== Exercise ==
Set each entry down verbatim, omitting images.

▬▬▬▬▬▬

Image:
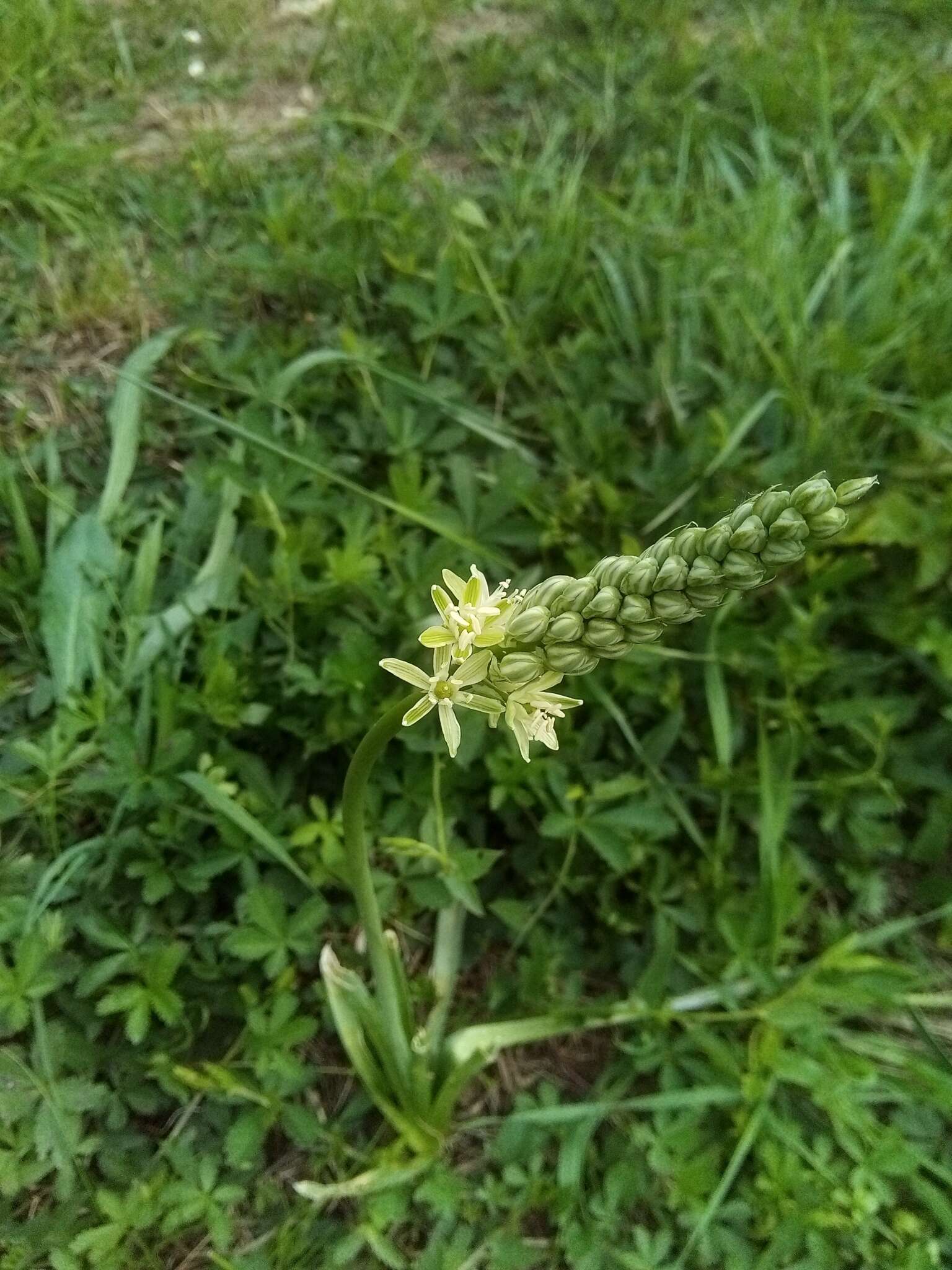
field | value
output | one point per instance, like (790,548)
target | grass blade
(244,821)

▬▬▬▬▬▬

== Response ==
Image:
field | value
output | one point per instance, like (790,548)
target | grass blade
(244,821)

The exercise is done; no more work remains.